Task description → Could you find every line in the records below that contains the word "after" and copy it?

(Collected data)
"""

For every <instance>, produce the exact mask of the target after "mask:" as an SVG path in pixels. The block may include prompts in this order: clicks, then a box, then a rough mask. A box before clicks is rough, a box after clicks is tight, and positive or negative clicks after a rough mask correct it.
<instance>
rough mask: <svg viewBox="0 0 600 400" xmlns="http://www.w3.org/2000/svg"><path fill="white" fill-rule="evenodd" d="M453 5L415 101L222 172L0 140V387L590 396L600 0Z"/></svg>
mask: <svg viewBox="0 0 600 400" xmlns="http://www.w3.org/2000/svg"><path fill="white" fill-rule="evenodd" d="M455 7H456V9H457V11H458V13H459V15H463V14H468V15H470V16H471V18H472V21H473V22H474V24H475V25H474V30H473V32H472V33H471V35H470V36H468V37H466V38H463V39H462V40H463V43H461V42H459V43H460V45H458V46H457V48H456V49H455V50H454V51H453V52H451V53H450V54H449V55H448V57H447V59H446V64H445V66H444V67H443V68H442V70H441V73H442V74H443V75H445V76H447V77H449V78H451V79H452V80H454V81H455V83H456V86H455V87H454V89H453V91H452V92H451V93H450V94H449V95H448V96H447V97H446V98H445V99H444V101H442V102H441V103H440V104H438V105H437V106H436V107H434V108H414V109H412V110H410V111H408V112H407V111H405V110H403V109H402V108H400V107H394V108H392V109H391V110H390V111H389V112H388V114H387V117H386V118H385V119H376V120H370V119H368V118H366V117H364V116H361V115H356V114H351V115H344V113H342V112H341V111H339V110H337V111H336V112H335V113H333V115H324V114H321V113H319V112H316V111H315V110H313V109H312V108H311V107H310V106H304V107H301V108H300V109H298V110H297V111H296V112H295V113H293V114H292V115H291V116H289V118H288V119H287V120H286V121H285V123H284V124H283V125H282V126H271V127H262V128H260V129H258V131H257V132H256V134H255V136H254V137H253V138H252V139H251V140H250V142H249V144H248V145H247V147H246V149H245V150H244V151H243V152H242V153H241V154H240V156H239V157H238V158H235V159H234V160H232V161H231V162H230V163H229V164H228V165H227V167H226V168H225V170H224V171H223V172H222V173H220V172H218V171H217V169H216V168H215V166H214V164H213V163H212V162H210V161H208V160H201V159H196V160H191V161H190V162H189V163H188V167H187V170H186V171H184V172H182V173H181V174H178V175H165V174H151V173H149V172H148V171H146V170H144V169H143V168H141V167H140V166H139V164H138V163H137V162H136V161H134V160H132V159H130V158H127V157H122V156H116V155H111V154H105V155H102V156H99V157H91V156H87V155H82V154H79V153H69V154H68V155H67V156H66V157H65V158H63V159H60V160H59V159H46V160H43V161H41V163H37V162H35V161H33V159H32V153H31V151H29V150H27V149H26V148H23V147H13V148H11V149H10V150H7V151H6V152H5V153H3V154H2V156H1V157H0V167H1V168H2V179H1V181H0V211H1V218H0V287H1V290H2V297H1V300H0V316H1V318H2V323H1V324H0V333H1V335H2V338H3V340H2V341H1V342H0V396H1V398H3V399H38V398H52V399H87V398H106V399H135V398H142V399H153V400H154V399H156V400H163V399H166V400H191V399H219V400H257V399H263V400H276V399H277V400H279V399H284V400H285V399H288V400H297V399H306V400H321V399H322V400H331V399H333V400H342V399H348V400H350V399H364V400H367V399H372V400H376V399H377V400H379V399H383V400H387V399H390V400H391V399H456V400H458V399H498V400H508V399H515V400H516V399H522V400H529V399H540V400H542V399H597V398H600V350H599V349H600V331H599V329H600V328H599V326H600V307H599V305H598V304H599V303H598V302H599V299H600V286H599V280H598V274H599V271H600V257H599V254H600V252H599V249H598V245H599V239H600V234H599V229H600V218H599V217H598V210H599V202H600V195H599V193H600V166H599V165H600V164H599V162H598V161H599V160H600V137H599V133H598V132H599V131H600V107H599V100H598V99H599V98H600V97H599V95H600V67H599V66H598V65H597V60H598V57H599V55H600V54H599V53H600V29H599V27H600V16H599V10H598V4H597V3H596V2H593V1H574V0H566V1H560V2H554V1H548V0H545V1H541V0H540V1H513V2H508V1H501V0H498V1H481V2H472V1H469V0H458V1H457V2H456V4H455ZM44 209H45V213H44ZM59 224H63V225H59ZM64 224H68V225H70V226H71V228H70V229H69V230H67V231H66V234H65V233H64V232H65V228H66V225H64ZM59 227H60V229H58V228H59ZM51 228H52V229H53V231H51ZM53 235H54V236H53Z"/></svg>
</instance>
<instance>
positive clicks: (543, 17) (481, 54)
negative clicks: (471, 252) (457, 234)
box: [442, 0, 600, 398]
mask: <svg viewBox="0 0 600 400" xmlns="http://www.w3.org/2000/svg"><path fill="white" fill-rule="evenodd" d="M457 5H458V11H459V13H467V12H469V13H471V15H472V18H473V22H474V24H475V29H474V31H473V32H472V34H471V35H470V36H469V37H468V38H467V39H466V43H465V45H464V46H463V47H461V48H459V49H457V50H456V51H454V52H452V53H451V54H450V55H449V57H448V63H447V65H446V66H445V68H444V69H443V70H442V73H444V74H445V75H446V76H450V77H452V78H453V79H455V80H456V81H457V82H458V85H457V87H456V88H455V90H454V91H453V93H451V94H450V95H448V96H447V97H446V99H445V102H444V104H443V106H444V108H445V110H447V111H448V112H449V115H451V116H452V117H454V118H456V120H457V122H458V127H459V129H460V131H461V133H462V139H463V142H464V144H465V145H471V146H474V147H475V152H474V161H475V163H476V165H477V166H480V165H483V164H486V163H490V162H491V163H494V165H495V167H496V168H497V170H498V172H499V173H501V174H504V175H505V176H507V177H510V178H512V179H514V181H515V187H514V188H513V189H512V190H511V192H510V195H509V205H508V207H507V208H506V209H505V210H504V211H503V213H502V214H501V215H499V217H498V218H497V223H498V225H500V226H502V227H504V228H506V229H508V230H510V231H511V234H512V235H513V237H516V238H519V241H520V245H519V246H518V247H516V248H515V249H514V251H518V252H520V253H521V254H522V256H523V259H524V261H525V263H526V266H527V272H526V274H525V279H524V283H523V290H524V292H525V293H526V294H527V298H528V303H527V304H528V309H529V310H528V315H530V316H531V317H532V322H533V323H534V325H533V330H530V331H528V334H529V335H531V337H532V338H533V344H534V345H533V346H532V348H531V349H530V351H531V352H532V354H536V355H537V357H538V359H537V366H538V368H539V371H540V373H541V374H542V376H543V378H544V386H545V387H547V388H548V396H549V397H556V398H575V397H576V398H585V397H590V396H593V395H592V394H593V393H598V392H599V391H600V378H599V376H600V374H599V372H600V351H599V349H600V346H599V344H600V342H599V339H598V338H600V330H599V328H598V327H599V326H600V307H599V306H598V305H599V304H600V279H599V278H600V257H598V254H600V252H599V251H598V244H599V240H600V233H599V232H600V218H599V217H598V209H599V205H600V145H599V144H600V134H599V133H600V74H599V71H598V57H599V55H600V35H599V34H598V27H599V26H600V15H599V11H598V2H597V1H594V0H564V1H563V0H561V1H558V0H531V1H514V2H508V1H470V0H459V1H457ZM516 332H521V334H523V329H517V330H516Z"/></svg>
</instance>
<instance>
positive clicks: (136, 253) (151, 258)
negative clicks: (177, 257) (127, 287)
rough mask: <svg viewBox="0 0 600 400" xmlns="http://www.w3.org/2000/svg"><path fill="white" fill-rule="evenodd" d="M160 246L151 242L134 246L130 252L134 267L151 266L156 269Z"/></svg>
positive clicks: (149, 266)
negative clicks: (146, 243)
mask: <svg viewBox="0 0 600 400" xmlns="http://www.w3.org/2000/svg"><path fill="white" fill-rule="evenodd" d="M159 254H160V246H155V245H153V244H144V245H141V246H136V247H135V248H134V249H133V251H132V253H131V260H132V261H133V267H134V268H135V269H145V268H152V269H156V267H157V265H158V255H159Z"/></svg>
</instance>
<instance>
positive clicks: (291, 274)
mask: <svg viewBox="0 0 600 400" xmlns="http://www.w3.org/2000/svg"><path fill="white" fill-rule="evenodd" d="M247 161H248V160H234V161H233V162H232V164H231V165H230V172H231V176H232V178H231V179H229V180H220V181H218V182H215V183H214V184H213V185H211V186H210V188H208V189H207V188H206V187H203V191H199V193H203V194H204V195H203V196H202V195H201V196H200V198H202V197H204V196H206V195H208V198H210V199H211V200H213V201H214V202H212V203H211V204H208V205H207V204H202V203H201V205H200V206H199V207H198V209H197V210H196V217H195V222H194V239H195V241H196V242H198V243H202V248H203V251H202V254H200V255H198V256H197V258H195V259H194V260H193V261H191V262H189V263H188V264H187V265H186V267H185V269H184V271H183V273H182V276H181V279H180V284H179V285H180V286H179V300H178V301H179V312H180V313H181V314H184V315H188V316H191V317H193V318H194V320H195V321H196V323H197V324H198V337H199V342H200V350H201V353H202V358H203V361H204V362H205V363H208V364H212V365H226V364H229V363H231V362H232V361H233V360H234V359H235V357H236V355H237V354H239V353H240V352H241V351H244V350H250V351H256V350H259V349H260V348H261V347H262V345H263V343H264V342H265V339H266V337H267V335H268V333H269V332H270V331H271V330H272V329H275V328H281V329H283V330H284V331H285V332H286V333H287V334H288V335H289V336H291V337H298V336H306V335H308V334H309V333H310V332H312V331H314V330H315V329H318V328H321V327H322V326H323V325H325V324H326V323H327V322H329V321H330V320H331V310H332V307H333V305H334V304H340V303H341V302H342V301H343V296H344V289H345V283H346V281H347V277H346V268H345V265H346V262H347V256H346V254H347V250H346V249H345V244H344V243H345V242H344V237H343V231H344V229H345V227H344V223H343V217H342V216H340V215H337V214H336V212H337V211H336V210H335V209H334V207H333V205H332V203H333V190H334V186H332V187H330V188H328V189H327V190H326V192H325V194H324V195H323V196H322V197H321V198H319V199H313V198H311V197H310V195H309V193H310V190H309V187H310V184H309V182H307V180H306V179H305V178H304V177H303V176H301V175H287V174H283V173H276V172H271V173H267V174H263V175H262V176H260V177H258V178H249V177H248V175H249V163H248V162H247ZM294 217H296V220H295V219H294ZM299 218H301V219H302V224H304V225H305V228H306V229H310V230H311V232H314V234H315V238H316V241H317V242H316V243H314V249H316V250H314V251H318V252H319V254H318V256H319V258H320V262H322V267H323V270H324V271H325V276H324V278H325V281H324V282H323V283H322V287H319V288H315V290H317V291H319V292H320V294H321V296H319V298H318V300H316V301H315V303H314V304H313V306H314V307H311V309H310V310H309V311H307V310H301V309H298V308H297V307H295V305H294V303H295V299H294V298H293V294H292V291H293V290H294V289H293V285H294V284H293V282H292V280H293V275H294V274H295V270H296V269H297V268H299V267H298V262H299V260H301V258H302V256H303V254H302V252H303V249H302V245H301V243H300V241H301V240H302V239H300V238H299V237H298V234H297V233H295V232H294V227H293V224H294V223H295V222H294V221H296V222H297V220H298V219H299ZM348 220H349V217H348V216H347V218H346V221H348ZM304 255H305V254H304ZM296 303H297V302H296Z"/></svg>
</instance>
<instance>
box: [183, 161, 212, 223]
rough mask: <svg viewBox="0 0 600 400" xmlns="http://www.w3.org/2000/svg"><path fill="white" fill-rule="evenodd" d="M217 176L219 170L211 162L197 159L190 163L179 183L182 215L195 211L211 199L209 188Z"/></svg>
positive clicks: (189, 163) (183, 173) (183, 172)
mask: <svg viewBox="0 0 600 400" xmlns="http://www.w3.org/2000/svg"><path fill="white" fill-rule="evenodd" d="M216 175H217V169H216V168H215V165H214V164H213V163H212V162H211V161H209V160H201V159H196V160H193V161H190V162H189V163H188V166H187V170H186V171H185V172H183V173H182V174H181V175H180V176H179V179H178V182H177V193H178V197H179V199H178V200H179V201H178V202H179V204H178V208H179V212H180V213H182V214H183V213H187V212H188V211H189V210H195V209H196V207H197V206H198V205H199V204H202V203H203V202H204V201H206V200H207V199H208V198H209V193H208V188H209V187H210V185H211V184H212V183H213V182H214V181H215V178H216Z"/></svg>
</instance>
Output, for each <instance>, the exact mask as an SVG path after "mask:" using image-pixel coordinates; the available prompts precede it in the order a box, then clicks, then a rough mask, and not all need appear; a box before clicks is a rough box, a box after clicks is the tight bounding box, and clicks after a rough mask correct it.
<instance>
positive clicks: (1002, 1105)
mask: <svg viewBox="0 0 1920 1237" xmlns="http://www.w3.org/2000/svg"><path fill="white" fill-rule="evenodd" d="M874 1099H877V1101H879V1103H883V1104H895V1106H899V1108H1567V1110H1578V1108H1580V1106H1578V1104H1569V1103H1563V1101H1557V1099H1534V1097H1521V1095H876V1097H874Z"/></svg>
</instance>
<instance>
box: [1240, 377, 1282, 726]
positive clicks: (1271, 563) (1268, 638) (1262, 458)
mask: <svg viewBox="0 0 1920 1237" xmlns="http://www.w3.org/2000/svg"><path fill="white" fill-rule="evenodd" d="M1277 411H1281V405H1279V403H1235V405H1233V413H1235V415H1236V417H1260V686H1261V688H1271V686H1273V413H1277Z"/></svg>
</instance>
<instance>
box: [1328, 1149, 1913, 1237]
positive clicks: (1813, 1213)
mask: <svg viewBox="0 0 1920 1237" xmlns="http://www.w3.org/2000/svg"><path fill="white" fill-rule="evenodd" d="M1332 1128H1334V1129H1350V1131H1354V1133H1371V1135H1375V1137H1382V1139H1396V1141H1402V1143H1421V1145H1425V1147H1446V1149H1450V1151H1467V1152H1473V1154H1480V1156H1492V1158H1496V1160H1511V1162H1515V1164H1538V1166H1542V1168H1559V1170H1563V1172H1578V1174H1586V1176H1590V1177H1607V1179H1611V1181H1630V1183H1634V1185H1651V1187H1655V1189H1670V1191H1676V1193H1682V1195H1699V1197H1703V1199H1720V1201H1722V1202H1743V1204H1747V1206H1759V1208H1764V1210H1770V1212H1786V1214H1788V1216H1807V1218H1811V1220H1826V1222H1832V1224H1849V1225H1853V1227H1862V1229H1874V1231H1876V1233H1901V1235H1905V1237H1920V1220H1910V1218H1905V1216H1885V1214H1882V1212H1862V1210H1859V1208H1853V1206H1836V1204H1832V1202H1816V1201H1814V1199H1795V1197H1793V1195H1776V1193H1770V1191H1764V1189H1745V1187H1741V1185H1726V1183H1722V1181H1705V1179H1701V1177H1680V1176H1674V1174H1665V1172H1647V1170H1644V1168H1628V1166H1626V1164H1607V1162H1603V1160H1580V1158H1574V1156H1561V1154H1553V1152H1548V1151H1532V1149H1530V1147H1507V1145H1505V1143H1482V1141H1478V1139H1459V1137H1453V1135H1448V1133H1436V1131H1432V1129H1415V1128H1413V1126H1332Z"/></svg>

"""

Response to the exercise →
For every <instance>, produce the exact mask of the target after "mask:" as an SVG path in pixels. The block may include prompts in this order: clicks, then a box, then a rough mask. A box before clicks is rough, a box after clicks is tight, and positive or negative clicks after a rough mask correct it.
Output, for each <instance>, the exact mask as an SVG path after "mask:" using image-pixel coordinates; the available prompts precede it in the order a box, then clicks, then a rough mask, and not all need appear; a box before clicks is a rough box, a box after clicks is the tight bounding box, and clicks after a rough mask correct it.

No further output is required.